What this task involves :: Update the data below by replacing every occurrence of "top-left corner" with "upper-left corner" and leaving everything else unchanged. Omit the pictures from your response.

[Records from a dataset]
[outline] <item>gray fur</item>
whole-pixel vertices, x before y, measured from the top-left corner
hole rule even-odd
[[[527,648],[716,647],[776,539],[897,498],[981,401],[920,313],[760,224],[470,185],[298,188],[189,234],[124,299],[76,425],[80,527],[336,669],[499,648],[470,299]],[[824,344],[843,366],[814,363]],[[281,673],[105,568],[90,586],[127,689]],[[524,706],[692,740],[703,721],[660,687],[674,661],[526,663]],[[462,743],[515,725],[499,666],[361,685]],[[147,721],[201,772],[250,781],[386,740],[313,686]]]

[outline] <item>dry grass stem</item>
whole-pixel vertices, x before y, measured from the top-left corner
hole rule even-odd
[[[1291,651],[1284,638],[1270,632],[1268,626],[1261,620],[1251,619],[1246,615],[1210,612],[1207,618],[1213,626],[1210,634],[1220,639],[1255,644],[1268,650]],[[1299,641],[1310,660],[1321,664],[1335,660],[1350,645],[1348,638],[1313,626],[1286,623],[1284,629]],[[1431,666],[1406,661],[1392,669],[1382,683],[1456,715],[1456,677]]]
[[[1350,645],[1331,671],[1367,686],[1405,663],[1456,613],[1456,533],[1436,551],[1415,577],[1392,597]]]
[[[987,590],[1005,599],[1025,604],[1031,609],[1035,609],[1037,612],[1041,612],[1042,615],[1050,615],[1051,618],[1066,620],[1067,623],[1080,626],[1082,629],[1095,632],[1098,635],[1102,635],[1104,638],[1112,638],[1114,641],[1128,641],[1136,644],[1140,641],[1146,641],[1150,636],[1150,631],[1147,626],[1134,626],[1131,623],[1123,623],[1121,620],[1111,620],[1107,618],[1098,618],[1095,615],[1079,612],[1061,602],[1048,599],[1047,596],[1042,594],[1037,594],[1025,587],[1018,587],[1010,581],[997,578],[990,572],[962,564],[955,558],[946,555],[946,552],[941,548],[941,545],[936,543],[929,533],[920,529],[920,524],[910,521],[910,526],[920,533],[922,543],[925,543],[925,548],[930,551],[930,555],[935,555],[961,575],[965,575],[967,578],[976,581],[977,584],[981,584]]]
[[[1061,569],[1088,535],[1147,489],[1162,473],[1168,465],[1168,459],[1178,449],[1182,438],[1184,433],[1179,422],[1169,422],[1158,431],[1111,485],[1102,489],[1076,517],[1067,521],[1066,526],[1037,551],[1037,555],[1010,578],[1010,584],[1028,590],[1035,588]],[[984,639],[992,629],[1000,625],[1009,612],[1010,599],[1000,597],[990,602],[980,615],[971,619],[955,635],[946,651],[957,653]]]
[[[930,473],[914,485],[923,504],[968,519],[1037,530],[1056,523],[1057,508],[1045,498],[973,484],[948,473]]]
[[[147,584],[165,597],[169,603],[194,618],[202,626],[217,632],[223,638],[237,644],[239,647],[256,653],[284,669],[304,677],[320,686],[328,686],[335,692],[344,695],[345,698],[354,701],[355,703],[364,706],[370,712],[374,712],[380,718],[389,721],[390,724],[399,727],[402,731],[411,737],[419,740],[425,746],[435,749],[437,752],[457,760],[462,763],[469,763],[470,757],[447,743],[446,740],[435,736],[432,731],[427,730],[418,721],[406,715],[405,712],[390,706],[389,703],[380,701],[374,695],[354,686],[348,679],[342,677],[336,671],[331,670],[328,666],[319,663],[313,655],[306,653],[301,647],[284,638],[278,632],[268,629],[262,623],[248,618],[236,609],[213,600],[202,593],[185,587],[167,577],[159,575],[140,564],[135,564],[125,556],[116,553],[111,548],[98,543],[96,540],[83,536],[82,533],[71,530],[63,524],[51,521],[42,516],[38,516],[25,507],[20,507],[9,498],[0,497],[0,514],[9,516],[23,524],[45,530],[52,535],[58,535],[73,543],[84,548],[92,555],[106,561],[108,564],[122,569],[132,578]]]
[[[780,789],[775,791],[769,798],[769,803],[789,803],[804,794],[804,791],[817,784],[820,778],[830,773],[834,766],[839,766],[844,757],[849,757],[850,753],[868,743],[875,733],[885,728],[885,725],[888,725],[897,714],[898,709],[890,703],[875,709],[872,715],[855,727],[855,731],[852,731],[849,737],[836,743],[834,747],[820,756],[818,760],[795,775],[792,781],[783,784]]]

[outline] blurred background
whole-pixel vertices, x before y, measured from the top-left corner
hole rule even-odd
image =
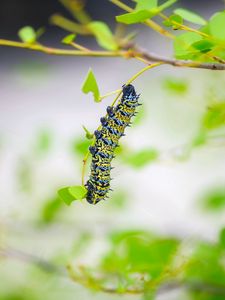
[[[179,5],[206,19],[224,10],[222,0]],[[112,29],[122,13],[106,0],[86,1],[86,7],[94,20]],[[70,17],[56,0],[1,0],[0,37],[15,40],[23,26],[45,27],[43,44],[66,47],[60,41],[67,32],[49,24],[54,13]],[[142,26],[134,29],[140,46],[171,56],[172,44],[168,47],[164,37]],[[98,47],[93,38],[77,40]],[[105,94],[119,89],[142,64],[6,47],[0,47],[0,63],[0,243],[11,251],[0,258],[0,299],[119,298],[45,274],[31,267],[36,258],[29,256],[60,266],[74,258],[81,265],[93,263],[108,249],[105,239],[114,231],[145,230],[185,243],[217,240],[225,225],[224,128],[210,132],[207,141],[201,138],[207,108],[225,99],[223,72],[161,66],[138,78],[135,87],[143,108],[114,160],[114,192],[96,206],[83,200],[68,207],[57,190],[81,184],[88,147],[82,125],[93,132],[113,100],[96,104],[82,93],[88,69],[94,70]],[[147,162],[142,162],[145,152]],[[94,244],[85,248],[90,240]],[[83,251],[79,259],[78,249]],[[183,299],[176,297],[160,299]]]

The answer ::
[outline] <item>gray fur</item>
whole-pixel vertices, x before y, measured from the upper-left corner
hole rule even-odd
[[[527,648],[716,647],[776,539],[897,498],[981,401],[920,313],[760,224],[470,185],[298,188],[189,234],[124,299],[76,425],[80,527],[336,669],[499,648],[470,299]],[[824,344],[843,366],[814,363]],[[281,673],[105,568],[90,586],[127,689]],[[524,706],[692,740],[703,721],[660,687],[674,661],[526,663]],[[462,743],[515,725],[499,666],[361,685]],[[147,721],[201,772],[250,781],[386,740],[313,686]]]

[outline] <item>dry grass stem</item>
whole-pixel vertices, x before y, measured from the upper-left corner
hole rule even-odd
[[[1291,651],[1284,638],[1270,632],[1268,626],[1261,620],[1251,619],[1246,615],[1210,612],[1207,618],[1213,626],[1210,634],[1220,639],[1255,644],[1268,650]],[[1299,641],[1310,660],[1321,664],[1335,660],[1350,645],[1348,638],[1313,626],[1286,623],[1284,629]],[[1431,666],[1406,661],[1392,669],[1382,683],[1456,715],[1456,677]]]
[[[1350,645],[1331,671],[1367,686],[1405,663],[1456,613],[1456,533],[1436,551],[1415,577],[1392,597]]]
[[[987,590],[1005,599],[1025,604],[1031,609],[1035,609],[1037,612],[1041,612],[1042,615],[1050,615],[1051,618],[1066,620],[1067,623],[1080,626],[1082,629],[1095,632],[1098,635],[1102,635],[1104,638],[1112,638],[1114,641],[1128,641],[1136,644],[1140,641],[1146,641],[1150,636],[1150,631],[1147,626],[1134,626],[1131,623],[1123,623],[1121,620],[1111,620],[1107,618],[1098,618],[1095,615],[1079,612],[1061,602],[1048,599],[1047,596],[1042,594],[1037,594],[1025,587],[1018,587],[1010,581],[997,578],[990,572],[962,564],[955,558],[946,555],[946,552],[941,548],[941,545],[936,543],[929,533],[920,529],[920,524],[910,521],[910,526],[920,533],[922,543],[925,543],[925,548],[930,551],[930,555],[935,555],[961,575],[965,575],[967,578],[976,581],[977,584],[981,584]]]
[[[1061,569],[1088,535],[1147,489],[1162,473],[1168,465],[1168,459],[1178,449],[1182,438],[1184,433],[1179,422],[1169,422],[1158,431],[1111,485],[1102,489],[1076,517],[1067,521],[1066,526],[1037,551],[1037,555],[1010,578],[1010,584],[1028,590],[1035,588]],[[984,639],[992,629],[1000,625],[1009,612],[1010,599],[1000,597],[990,602],[980,615],[971,619],[955,635],[946,651],[957,653]]]
[[[930,473],[914,485],[923,504],[968,519],[1037,530],[1056,523],[1057,508],[1045,498],[973,484],[948,473]]]
[[[147,584],[165,597],[169,603],[194,618],[202,626],[217,632],[223,638],[237,644],[239,647],[256,653],[284,669],[304,677],[320,686],[328,686],[335,692],[344,695],[345,698],[354,701],[355,703],[364,706],[370,712],[374,712],[380,718],[389,721],[390,724],[399,727],[402,731],[411,737],[419,740],[425,746],[435,749],[437,752],[457,760],[462,763],[469,763],[470,757],[447,743],[446,740],[435,736],[432,731],[427,730],[418,721],[406,715],[405,712],[390,706],[389,703],[380,701],[374,695],[354,686],[348,679],[342,677],[336,671],[331,670],[328,666],[319,663],[313,655],[306,653],[301,647],[284,638],[278,632],[268,629],[262,623],[248,618],[236,609],[213,600],[202,593],[185,587],[167,577],[159,575],[140,564],[135,564],[125,556],[116,553],[111,548],[98,543],[96,540],[83,536],[82,533],[71,530],[63,524],[51,521],[42,516],[38,516],[25,507],[20,507],[9,498],[0,497],[0,514],[9,516],[23,524],[45,530],[52,535],[58,535],[73,543],[84,548],[92,555],[106,561],[108,564],[122,569],[132,578]]]
[[[780,789],[775,791],[769,798],[769,803],[789,803],[804,794],[804,791],[817,784],[820,778],[830,773],[834,766],[839,766],[844,757],[849,757],[850,753],[868,743],[875,733],[885,728],[885,725],[888,725],[897,714],[898,709],[890,703],[875,709],[872,715],[855,727],[855,731],[852,731],[849,737],[836,743],[834,747],[820,756],[818,760],[795,775],[792,781],[783,784]]]

[outline] blurred background
whole-pixel vertices, x before y, measured from the upper-left corner
hole rule even-odd
image =
[[[179,5],[206,19],[224,10],[222,0]],[[112,29],[122,13],[106,0],[86,1],[86,7],[94,20]],[[70,17],[56,0],[1,0],[0,37],[15,40],[23,26],[45,27],[43,44],[66,47],[60,41],[67,32],[49,24],[54,13]],[[142,26],[134,29],[140,46],[171,56],[172,44],[168,47],[164,37]],[[98,47],[93,38],[77,40]],[[105,94],[119,89],[142,64],[6,47],[0,47],[0,63],[0,243],[11,251],[0,258],[0,299],[119,298],[45,274],[31,267],[36,258],[29,256],[60,266],[74,258],[81,265],[93,263],[108,249],[105,239],[114,231],[145,230],[185,243],[217,240],[225,225],[224,128],[210,132],[207,141],[201,138],[207,108],[225,99],[223,72],[161,66],[138,78],[135,87],[143,108],[114,160],[114,192],[96,206],[83,200],[68,207],[57,190],[81,184],[88,147],[82,125],[93,132],[113,100],[96,104],[82,93],[88,69],[94,70]],[[147,162],[142,162],[145,152]],[[94,244],[85,248],[90,240]],[[83,251],[79,259],[78,249]],[[183,299],[176,297],[160,299]]]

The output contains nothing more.